- [Instruction 1]: In the forum reply, which setting enables the bgwriter to flush to disk with the patch?

- [Selected excerpt]:
Hello Amit,
> [...]
>> The objective is to help avoid PG stalling when fsyncing on checkpoints,
>> and in general to get better latency-bound performance.
>
> Won't this lead to more-unsorted writes (random I/O) as the
> FlushBuffer requests (by checkpointer or bgwriter) are not sorted as
> per files or order of blocks on disk?
Yep, probably. Under "moderate load" this is not an issue. The
io-scheduler and other hd firmware will probably reorder writes anyway.
Also, if several data are updated together, probably they are likely to be
already neighbours in memory as well as on disk.
> I remember sometime back there was some discusion regarding
> sorting writes during checkpoint, one idea could be try to
> check this idea along with that patch. I just saw that Andres has
> also given same suggestion which indicates that it is important
> to see both the things together.
I would rather separate them, unless this is a blocker. This version seems
already quite effective and very light. ISTM that adding a sort phase
would mean reworking significantly how the checkpointer processes pages.
> Also here another related point is that I think currently even fsync
> requests are not in order of the files as they are stored on disk so
> that also might cause random I/O?
I think that currently the fsync is on the file handler, so what happens
depends on how fsync is implemented by the system.
> Yet another idea could be to allow BGWriter to also fsync the dirty
> buffers,
ISTM That it is done with this patch with "bgwriter_flush_to_disk=on".
> that may have side impact of not able to clear the dirty pages at speed
> required by system, but I think if that happens one can think of having
> multiple BGwriter tasks.
--
Fabien.

- [Entries]:
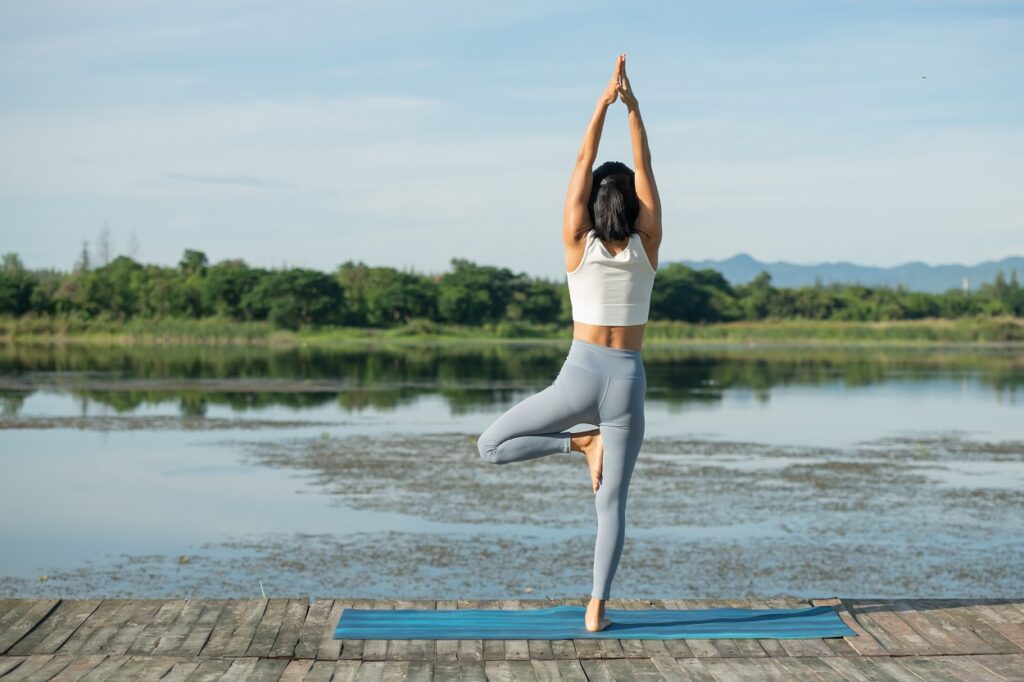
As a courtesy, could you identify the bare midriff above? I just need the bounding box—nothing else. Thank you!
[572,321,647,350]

* * *

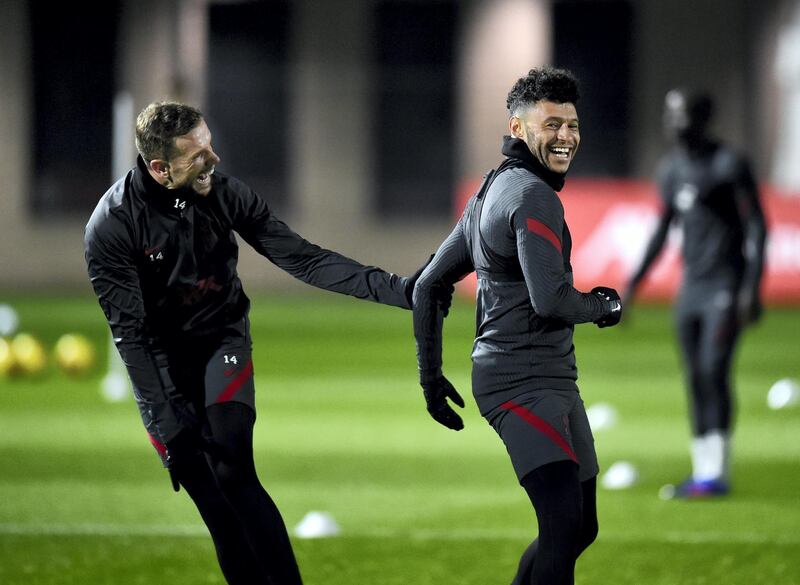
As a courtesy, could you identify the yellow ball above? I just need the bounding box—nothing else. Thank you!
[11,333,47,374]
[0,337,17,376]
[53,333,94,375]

- [Instruction 2]: Copy out the listing from the line with "As a courtesy, could you identify the bare" to the line with "[572,321,647,350]", including both of those lines.

- [Final result 1]: "bgwriter_flush_to_disk=on"

- [Final result 2]:
As a courtesy, could you identify the bare midriff above? I just need the bounding box—nothing else. Thank you!
[572,321,647,350]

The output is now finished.